EXCERPTED RECORDS:
►
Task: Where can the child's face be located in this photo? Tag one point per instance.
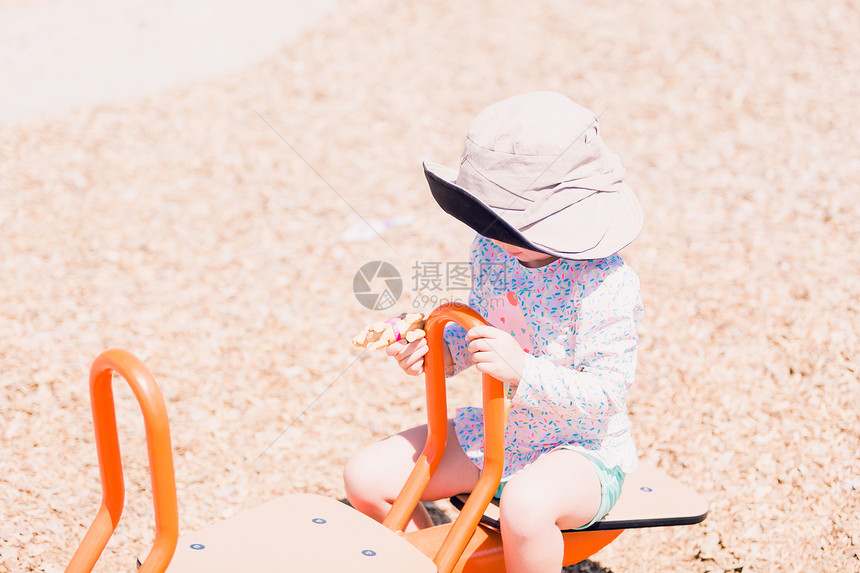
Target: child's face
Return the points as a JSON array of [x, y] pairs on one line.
[[531, 259]]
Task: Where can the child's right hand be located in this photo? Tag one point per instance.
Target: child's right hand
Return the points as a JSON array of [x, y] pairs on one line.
[[409, 355]]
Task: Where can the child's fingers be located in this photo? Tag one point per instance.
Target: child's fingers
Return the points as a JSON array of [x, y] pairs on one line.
[[395, 348], [482, 331]]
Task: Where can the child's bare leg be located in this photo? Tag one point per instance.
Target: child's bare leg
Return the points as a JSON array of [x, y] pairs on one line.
[[560, 490], [375, 475]]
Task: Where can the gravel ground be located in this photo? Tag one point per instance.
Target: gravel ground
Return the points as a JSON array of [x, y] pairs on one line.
[[202, 229]]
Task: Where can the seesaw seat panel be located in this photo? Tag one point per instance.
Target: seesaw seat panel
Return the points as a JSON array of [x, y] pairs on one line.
[[300, 532], [649, 498]]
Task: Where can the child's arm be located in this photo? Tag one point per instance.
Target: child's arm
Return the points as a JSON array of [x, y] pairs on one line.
[[594, 385]]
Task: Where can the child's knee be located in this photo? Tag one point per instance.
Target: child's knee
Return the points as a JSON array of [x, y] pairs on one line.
[[361, 474], [524, 511]]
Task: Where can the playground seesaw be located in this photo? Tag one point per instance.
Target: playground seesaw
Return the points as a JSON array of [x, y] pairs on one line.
[[311, 533]]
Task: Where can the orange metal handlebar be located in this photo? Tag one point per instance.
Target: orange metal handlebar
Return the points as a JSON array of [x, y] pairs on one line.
[[437, 426], [161, 471]]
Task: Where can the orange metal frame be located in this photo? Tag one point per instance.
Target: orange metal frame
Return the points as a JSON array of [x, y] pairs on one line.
[[464, 546], [110, 462]]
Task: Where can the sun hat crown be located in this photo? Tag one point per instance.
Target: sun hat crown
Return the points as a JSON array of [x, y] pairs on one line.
[[535, 173]]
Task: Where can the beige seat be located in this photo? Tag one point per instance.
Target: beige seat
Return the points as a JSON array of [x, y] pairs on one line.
[[649, 498], [300, 532]]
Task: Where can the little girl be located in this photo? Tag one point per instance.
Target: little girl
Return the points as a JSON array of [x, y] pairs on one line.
[[548, 201]]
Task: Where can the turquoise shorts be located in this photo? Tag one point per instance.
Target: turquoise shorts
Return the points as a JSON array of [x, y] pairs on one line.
[[611, 480]]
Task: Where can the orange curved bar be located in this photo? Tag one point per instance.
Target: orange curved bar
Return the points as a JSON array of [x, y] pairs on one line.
[[160, 454], [437, 426]]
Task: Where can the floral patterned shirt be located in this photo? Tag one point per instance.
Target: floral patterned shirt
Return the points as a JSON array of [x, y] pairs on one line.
[[578, 323]]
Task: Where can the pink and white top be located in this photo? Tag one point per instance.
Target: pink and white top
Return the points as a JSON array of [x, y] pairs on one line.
[[577, 320]]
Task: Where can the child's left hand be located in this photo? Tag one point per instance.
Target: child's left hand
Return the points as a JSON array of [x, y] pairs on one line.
[[496, 353]]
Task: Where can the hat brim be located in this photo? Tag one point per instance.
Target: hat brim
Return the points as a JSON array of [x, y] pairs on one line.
[[622, 229]]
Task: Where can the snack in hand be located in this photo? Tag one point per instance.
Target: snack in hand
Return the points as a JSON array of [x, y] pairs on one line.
[[408, 326]]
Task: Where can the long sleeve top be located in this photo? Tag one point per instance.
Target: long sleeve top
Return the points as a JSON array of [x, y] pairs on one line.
[[577, 320]]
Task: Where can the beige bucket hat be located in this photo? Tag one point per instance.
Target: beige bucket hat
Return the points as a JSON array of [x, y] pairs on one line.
[[535, 173]]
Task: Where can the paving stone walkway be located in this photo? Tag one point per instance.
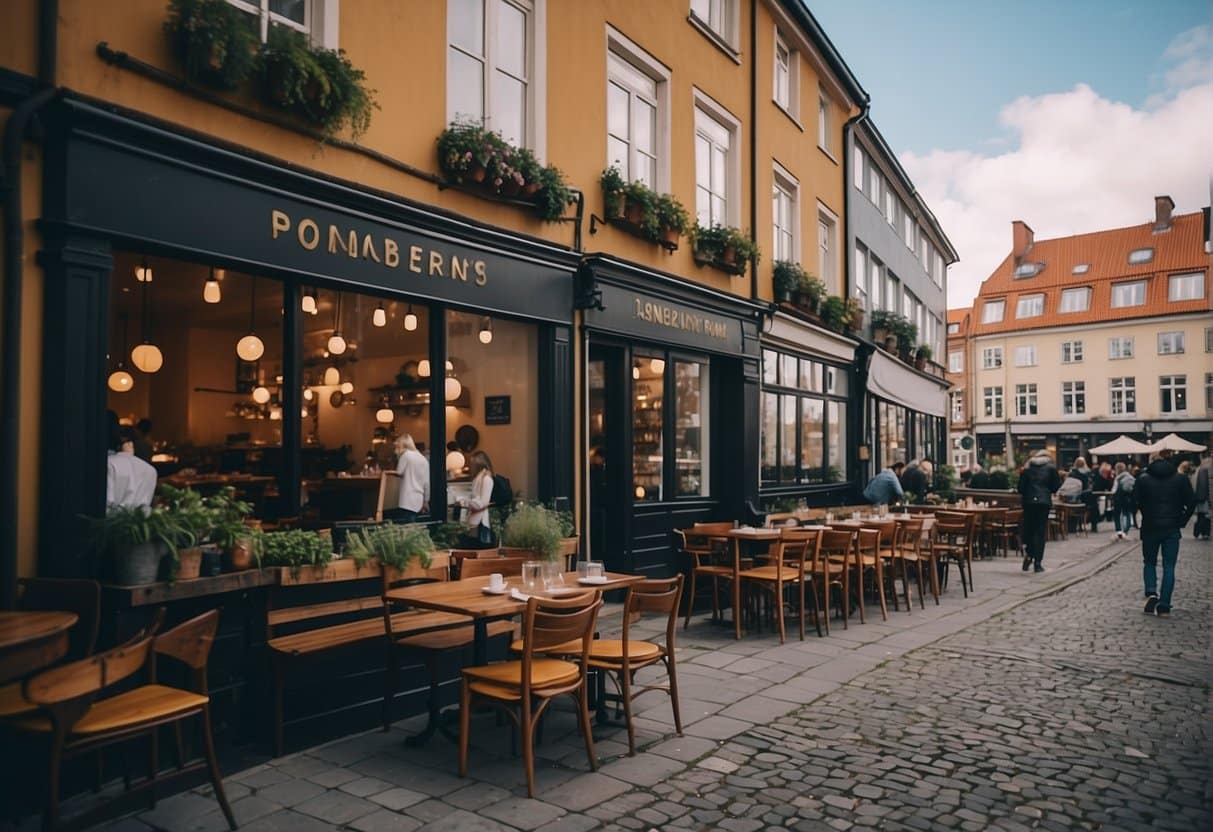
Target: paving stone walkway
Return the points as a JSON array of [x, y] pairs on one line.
[[1041, 701]]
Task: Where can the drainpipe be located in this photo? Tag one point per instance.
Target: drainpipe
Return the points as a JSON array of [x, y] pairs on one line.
[[13, 261]]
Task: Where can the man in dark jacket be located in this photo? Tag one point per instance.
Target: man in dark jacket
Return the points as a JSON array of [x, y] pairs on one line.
[[1037, 482], [1166, 501]]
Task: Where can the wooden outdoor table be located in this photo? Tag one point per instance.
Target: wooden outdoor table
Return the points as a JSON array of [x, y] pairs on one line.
[[32, 640], [468, 598]]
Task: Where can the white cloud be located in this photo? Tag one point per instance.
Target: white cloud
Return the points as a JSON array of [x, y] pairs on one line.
[[1077, 163]]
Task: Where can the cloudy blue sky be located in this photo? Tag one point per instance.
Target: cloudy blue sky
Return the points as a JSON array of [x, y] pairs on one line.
[[1068, 114]]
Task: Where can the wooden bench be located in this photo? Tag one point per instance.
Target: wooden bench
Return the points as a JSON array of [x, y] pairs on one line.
[[322, 627]]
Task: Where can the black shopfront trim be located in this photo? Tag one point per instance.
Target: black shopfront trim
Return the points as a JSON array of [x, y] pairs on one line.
[[114, 181]]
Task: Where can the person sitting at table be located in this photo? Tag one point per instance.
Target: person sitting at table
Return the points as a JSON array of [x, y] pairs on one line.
[[886, 488], [413, 468], [130, 482], [479, 525]]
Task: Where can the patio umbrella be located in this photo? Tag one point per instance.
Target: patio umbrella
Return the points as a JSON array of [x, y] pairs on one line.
[[1176, 443], [1121, 445]]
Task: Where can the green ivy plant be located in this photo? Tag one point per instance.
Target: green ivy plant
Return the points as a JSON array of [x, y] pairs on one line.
[[214, 41]]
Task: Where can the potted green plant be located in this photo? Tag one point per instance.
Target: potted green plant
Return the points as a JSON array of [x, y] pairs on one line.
[[214, 41], [672, 220], [922, 357], [318, 84], [613, 193], [785, 280], [535, 529], [137, 540]]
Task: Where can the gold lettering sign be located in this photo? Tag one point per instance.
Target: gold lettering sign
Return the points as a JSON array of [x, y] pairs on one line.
[[661, 314], [353, 244]]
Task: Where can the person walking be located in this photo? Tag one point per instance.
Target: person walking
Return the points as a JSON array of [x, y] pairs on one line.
[[1037, 483], [1123, 509], [1166, 501]]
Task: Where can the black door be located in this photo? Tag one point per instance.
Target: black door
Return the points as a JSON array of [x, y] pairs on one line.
[[609, 509]]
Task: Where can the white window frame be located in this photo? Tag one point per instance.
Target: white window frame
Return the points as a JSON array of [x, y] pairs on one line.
[[707, 108], [825, 121], [1190, 286], [534, 118], [624, 49], [1074, 398], [1122, 395], [1025, 355], [725, 26], [789, 187], [1173, 385], [1071, 352], [1075, 292], [987, 312], [1121, 289], [1030, 306], [1026, 400], [320, 20], [792, 103], [827, 265], [1171, 343]]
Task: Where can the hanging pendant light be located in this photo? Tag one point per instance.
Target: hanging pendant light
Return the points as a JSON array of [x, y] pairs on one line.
[[147, 357], [250, 347], [120, 381], [211, 291], [336, 343]]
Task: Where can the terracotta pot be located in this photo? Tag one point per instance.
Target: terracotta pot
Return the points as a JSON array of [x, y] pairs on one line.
[[189, 563], [240, 556]]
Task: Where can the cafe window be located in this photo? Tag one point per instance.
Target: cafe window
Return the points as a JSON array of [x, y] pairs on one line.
[[804, 421], [683, 471], [194, 374]]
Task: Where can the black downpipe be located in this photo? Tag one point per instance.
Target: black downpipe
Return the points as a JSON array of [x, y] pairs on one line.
[[13, 260], [753, 143]]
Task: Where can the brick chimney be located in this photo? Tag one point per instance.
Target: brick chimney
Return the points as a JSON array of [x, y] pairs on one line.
◄
EXERCISE BRIEF:
Filter the records above and copy every line that contains the word "wooden".

ANSWER SPACE:
Task: Where can the wooden outdoor table be located in this photo? Tag one point per instance.
Target: wooden outdoor table
Task: Where can the wooden bench be located in this photo? Tag one point per instance.
Target: wooden bench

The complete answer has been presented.